QUOTED PASSAGE:

══════════════════════════════

It's fine. I don't care if he gets his pen, he has others and he has a whole pack of field notes in the drawer but he likes the Yamamoto ones so much better. Stuff it, I tell him. Use what you have! 

I'll do it myself. Is the cart still there.

No. I emptied it in protest. 

Cale sighs for a long time and then doesn't say anymore and I go back to going through receipts. Silence reigns for the better part of the afternoon and I finally stand up to leave and he startles so hard I am shaken. 

Sorry, was daydreaming, I guess. 

You know what they say about disassociati-

Neamhchiontach, don't. I just haven't slept. 

Ooh, come join my club. We meet every day behind the treehouse. Though you'll have to learn the secret handshake and we have badges to pin on your shirt and-

He pinches the bridge of his nose with one hand. There's a fix for this. Stay tonight. 

What's in it for me? 

He stares at me. It was a joke and he took it as a challenge. Anything, everything. Name it. 

I want things to cost less and get here faster. 

I know you're minding not being able to shop properly. 

It's tactile-

I know, Bridget. And no one can help that right now. So what can we do to help that? 

I have no idea. 

I do. How about a sleeping pill for two and we tuck in at eight and watch shows until we can't keep our eyes open? 

Each other's or our own?

══════════════════════════════

GIVEN DATA:
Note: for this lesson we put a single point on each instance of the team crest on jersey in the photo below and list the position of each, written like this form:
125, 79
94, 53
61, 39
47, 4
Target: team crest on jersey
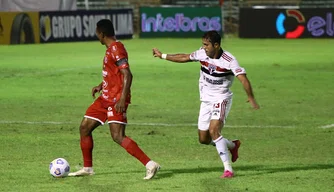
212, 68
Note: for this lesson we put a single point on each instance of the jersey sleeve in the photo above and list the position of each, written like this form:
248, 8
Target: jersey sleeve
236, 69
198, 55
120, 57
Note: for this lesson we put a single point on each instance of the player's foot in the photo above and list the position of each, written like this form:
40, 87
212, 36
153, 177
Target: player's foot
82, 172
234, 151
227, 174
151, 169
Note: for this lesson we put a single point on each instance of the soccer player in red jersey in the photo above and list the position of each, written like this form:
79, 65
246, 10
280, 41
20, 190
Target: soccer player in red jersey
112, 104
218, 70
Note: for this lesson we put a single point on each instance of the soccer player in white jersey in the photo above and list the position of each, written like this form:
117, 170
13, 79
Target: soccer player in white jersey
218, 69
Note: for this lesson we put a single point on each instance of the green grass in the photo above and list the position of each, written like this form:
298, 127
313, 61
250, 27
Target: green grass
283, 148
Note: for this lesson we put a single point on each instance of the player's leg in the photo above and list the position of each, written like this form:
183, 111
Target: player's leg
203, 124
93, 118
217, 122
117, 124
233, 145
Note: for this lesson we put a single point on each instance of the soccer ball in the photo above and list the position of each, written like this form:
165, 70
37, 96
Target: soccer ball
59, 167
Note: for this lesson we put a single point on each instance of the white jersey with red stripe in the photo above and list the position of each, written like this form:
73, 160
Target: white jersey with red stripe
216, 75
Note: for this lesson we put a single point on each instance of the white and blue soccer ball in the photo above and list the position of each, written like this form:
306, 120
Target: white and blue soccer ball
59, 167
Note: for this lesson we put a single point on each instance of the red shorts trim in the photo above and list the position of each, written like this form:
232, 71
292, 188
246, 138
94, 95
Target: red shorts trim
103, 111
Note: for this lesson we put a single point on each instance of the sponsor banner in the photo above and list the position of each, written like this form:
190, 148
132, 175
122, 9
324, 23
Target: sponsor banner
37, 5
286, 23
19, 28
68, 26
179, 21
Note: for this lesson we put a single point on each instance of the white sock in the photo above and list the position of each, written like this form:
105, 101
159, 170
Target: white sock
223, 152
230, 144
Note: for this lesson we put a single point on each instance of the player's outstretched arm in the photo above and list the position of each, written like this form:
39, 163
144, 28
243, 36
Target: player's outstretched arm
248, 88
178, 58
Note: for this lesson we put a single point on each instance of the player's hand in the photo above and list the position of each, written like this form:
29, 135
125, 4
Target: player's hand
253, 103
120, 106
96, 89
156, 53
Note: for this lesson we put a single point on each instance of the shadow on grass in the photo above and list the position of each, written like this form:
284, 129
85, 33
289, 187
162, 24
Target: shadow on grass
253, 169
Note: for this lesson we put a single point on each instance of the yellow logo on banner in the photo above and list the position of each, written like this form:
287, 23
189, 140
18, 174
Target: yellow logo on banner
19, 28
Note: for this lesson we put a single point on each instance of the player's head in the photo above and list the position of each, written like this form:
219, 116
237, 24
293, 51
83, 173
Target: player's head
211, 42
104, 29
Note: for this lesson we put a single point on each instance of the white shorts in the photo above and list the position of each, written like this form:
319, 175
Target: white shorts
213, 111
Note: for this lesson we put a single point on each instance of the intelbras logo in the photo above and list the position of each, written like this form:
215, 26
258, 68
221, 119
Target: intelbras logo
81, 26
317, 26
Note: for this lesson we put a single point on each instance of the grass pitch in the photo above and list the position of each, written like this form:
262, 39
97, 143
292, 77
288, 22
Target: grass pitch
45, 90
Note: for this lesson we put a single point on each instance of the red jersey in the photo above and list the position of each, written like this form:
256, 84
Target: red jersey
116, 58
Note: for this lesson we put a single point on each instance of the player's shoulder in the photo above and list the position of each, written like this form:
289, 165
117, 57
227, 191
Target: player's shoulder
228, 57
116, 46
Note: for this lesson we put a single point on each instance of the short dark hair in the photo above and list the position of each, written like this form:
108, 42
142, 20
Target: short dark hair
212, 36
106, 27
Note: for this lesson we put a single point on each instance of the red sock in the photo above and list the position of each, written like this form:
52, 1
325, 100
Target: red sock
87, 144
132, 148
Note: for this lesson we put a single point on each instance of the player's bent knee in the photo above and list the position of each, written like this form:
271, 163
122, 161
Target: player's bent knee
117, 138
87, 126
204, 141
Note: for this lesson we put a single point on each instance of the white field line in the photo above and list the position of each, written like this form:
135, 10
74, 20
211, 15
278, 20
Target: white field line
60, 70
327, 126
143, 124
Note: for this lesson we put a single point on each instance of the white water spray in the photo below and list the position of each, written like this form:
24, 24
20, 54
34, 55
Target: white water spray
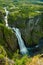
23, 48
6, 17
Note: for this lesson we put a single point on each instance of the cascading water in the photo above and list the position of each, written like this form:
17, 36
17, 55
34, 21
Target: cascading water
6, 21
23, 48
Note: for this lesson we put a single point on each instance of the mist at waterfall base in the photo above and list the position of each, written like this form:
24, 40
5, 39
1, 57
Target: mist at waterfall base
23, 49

══════════════════════════════

WHAT THE EXERCISE ASKS:
Write out the part of the story excerpt between "No. I emptied" and "I am shaken.", inclusive. Rely on the story excerpt alone and set the lines aside.

ANSWER AREA:
No. I emptied it in protest. 

Cale sighs for a long time and then doesn't say anymore and I go back to going through receipts. Silence reigns for the better part of the afternoon and I finally stand up to leave and he startles so hard I am shaken.